**The exercise**
Filter the records below down to the lines that contain the string "light", and output each matching line unchanged.

— BEGIN Record extracts —

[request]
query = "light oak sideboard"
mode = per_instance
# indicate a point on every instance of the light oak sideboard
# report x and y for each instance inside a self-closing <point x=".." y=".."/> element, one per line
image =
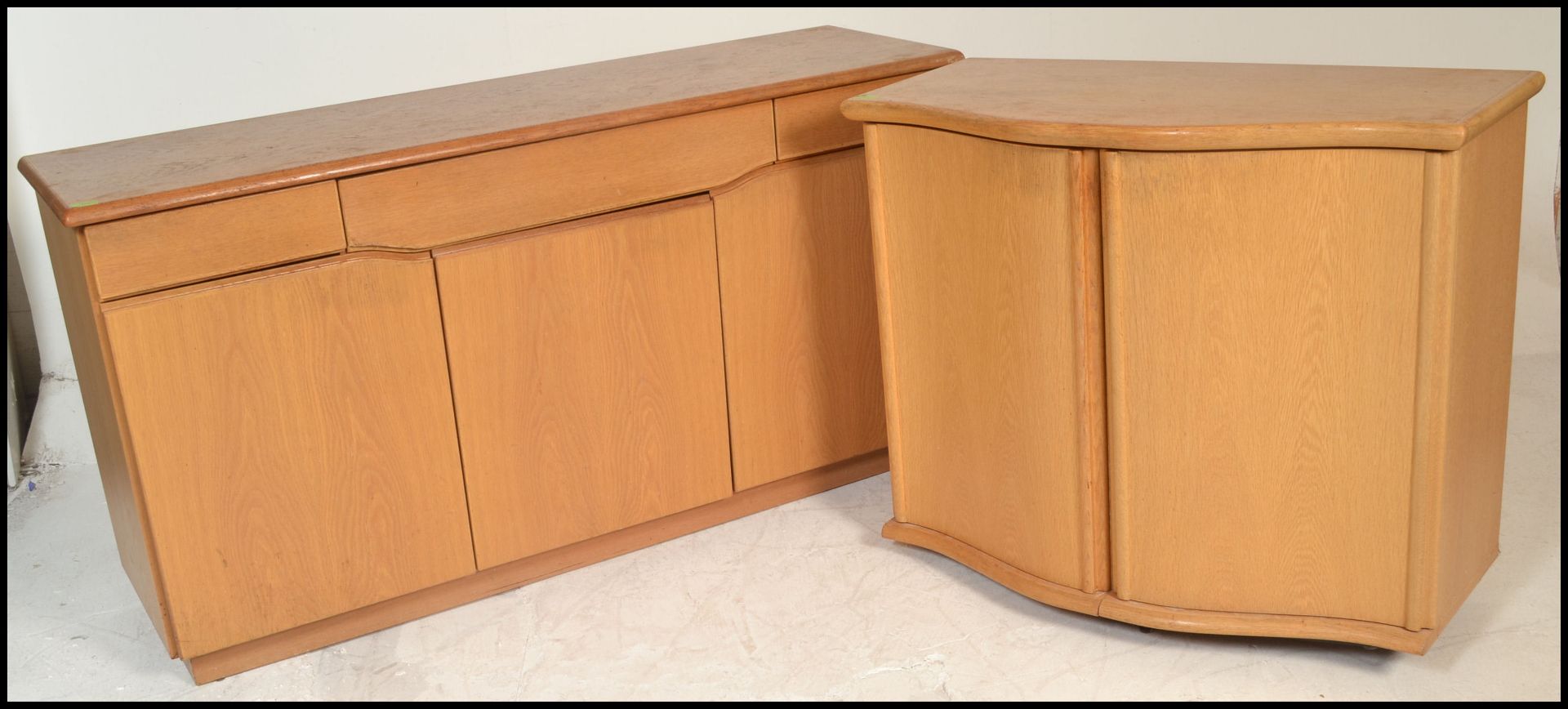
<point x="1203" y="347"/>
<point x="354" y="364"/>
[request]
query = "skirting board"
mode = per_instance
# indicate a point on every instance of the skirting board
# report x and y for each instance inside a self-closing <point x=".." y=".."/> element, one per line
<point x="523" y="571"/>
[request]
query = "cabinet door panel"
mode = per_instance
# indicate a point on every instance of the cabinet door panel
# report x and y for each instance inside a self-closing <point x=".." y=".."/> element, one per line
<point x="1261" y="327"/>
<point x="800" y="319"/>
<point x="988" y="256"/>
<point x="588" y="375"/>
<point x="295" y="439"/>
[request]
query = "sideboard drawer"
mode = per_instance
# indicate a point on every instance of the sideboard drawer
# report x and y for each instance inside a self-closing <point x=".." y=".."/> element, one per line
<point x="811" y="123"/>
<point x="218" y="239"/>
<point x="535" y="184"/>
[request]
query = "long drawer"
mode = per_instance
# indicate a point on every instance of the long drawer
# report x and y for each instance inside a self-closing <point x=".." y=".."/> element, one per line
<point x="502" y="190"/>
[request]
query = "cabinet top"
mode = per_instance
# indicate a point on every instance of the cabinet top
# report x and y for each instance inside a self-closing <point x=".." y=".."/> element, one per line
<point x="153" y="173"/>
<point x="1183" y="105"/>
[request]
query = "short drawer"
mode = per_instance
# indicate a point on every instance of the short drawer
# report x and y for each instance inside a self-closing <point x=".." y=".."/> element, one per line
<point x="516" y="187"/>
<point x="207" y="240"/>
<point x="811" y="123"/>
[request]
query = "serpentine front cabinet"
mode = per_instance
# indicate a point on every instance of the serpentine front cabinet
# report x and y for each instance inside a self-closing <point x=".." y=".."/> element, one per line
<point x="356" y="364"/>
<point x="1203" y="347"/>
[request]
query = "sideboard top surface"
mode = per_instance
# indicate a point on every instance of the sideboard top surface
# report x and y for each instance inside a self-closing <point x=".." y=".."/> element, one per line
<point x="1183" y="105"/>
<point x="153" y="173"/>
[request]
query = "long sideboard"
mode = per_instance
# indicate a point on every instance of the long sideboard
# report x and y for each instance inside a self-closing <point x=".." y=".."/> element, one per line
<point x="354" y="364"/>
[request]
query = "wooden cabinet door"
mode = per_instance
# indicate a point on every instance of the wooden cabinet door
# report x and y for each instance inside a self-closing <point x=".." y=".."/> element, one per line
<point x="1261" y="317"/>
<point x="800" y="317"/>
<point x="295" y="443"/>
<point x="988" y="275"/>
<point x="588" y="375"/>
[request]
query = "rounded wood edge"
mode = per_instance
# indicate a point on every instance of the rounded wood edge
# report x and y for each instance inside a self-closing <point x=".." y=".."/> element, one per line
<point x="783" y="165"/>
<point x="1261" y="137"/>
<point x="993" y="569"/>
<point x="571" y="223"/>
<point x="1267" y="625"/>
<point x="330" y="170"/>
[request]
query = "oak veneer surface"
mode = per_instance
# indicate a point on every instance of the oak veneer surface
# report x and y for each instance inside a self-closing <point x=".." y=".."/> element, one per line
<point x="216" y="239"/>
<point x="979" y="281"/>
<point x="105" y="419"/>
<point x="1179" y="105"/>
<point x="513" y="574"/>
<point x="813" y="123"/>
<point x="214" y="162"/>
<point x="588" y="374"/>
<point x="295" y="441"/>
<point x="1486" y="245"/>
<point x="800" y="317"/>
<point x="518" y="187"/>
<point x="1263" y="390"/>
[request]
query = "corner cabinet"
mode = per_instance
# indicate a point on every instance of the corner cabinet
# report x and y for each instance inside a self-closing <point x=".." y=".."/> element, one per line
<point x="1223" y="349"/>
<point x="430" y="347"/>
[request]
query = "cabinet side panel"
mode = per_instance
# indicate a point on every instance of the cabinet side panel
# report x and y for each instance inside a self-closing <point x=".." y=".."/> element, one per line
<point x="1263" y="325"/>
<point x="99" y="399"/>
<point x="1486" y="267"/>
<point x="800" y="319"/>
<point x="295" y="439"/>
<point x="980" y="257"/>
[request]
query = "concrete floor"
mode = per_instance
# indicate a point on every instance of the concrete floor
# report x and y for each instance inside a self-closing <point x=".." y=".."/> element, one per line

— END Record extracts —

**Solution for this problem**
query = "light oak sideboard"
# indicate a point on every instance of the light oak sideboard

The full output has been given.